[start of Records supplied]
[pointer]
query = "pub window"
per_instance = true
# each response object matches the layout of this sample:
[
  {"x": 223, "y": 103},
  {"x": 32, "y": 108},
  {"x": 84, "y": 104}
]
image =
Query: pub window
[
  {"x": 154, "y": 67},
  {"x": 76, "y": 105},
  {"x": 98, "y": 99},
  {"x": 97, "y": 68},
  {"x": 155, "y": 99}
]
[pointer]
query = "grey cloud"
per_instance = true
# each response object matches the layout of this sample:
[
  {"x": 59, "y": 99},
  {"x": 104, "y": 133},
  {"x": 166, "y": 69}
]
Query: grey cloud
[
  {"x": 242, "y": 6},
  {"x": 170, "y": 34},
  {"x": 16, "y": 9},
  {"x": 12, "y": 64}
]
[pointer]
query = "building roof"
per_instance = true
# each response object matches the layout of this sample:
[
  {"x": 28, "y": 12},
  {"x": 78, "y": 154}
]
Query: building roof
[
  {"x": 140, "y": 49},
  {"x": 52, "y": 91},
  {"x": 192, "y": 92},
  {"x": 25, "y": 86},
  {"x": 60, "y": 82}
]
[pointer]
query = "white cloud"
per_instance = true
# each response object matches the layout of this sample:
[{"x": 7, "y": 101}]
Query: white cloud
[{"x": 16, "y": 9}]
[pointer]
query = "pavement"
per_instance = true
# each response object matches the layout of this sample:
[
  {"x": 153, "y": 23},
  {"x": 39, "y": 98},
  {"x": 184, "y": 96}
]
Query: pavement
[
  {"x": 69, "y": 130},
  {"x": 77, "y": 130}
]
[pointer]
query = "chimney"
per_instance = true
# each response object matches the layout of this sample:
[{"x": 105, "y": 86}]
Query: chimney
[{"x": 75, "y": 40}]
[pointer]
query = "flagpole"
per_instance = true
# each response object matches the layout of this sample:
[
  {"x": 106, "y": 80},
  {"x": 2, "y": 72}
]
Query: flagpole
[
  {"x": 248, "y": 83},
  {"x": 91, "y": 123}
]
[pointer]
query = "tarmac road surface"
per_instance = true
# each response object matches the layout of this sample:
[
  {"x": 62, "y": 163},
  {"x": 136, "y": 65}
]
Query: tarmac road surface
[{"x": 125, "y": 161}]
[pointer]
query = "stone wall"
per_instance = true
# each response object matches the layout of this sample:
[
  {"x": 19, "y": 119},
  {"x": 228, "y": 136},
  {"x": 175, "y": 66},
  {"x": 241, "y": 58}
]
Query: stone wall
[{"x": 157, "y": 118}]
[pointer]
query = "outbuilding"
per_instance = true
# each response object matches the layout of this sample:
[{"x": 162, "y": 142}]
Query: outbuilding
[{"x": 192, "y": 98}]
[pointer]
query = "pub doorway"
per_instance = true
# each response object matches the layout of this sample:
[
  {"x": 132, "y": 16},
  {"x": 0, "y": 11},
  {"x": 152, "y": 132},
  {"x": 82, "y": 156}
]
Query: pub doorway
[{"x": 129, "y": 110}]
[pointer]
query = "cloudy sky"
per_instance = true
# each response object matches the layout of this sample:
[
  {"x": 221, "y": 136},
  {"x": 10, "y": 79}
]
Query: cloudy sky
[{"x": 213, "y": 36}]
[end of Records supplied]
Requirements:
Your task is to return the full listing exactly as it was given.

Expected answer:
[pointer]
query = "pub window"
per_instance = true
# each response object matches the layout of this sample:
[
  {"x": 223, "y": 103},
  {"x": 32, "y": 108},
  {"x": 84, "y": 104}
]
image =
Query: pub window
[
  {"x": 154, "y": 67},
  {"x": 76, "y": 105},
  {"x": 98, "y": 99},
  {"x": 97, "y": 68},
  {"x": 155, "y": 99}
]
[pointer]
query = "grey cloud"
per_instance = true
# each response object matches the layout of this sample:
[
  {"x": 59, "y": 99},
  {"x": 104, "y": 133},
  {"x": 166, "y": 69}
]
Query: grey cloud
[
  {"x": 242, "y": 6},
  {"x": 170, "y": 34},
  {"x": 16, "y": 9},
  {"x": 12, "y": 64}
]
[pointer]
query = "building roof"
per_instance = true
# each response object matches the layout of this sample:
[
  {"x": 28, "y": 12},
  {"x": 78, "y": 154}
]
Query: building roof
[
  {"x": 140, "y": 49},
  {"x": 52, "y": 91},
  {"x": 192, "y": 92},
  {"x": 25, "y": 86},
  {"x": 60, "y": 82}
]
[pointer]
query = "white cloud"
per_instance = true
# each response object matches the layout of this sample:
[{"x": 7, "y": 101}]
Query: white cloud
[{"x": 16, "y": 9}]
[pointer]
query = "pavement"
per_instance = true
# each response object matches the layout of this sample:
[
  {"x": 153, "y": 23},
  {"x": 39, "y": 98},
  {"x": 184, "y": 96}
]
Query: pavement
[
  {"x": 69, "y": 130},
  {"x": 77, "y": 130}
]
[pointer]
query = "chimney"
per_instance = true
# each response object matches the layout of this sample:
[{"x": 105, "y": 86}]
Query: chimney
[{"x": 75, "y": 40}]
[pointer]
query = "flagpole"
per_instance = true
# each response object matches the layout of this sample:
[
  {"x": 106, "y": 80},
  {"x": 2, "y": 72}
]
Query: flagpole
[
  {"x": 248, "y": 83},
  {"x": 91, "y": 123}
]
[pointer]
query = "tarmac road surface"
per_instance = true
# each response object matches the layout of this sample:
[
  {"x": 62, "y": 163},
  {"x": 136, "y": 65}
]
Query: tarmac road surface
[{"x": 125, "y": 161}]
[pointer]
query = "stone wall"
per_instance = true
# each response object matches the layout of this sample:
[
  {"x": 19, "y": 119},
  {"x": 228, "y": 136},
  {"x": 175, "y": 66},
  {"x": 241, "y": 58}
]
Query: stone wall
[{"x": 157, "y": 118}]
[pointer]
query = "outbuilding"
per_instance = true
# each response object matches the layout of this sample:
[{"x": 162, "y": 142}]
Query: outbuilding
[{"x": 192, "y": 98}]
[pointer]
query = "pub doorway"
per_instance = true
# each response object matches the layout of this sample:
[
  {"x": 132, "y": 16},
  {"x": 0, "y": 11},
  {"x": 152, "y": 132},
  {"x": 82, "y": 156}
]
Query: pub doorway
[{"x": 129, "y": 110}]
[pointer]
query = "cloudy sky"
per_instance = true
# each response object matches the layout of this sample:
[
  {"x": 221, "y": 136},
  {"x": 10, "y": 79}
]
Query: cloudy sky
[{"x": 213, "y": 36}]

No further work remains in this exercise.